Copy each line of the data below that contains the word "spectator", matching case exactly.
[START RECORDS FOR THE TASK]
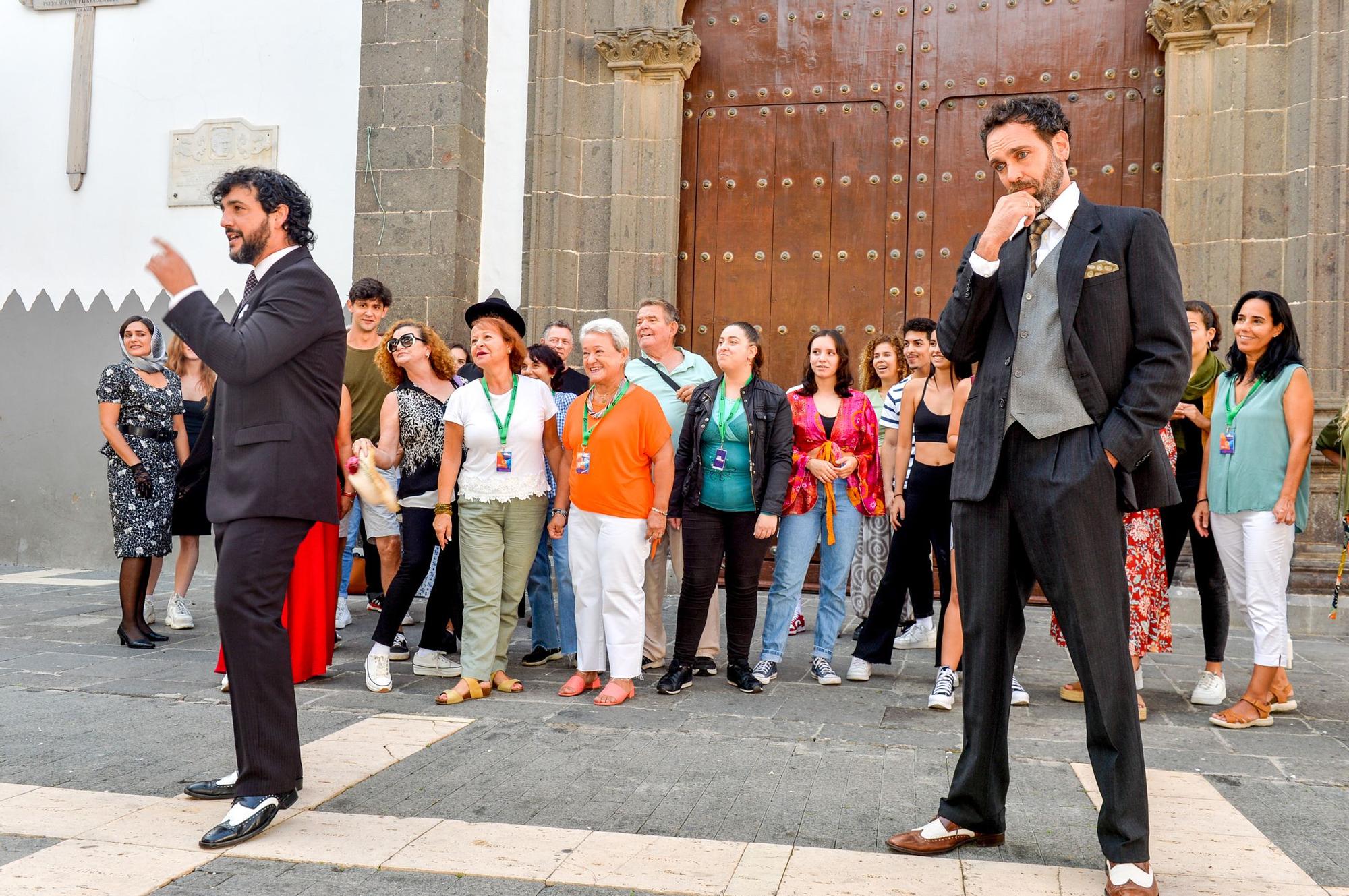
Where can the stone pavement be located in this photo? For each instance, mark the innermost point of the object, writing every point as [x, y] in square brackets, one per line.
[END RECORDS FOR THE TASK]
[START RECORDS FOR THE TASK]
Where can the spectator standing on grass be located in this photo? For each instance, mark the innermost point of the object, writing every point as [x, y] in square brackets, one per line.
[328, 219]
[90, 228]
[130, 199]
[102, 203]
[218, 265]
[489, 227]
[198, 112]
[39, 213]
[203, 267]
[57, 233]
[END RECORDS FOR THE TASK]
[START RECORDS FOR THE TASK]
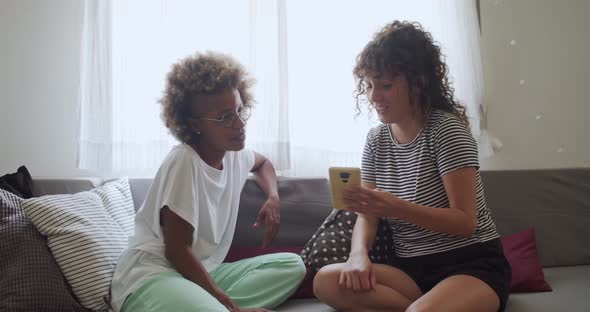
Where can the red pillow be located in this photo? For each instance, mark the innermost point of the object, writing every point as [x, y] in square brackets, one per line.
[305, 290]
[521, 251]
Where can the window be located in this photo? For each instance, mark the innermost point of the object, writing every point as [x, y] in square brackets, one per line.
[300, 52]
[END RECORDS FOR THE TASK]
**OUTPUT:**
Where can the spectator standing on grass be located in this photo? For each instance, mark the innermost point of the object, writing every point as [x, y] in square brackets, one per line.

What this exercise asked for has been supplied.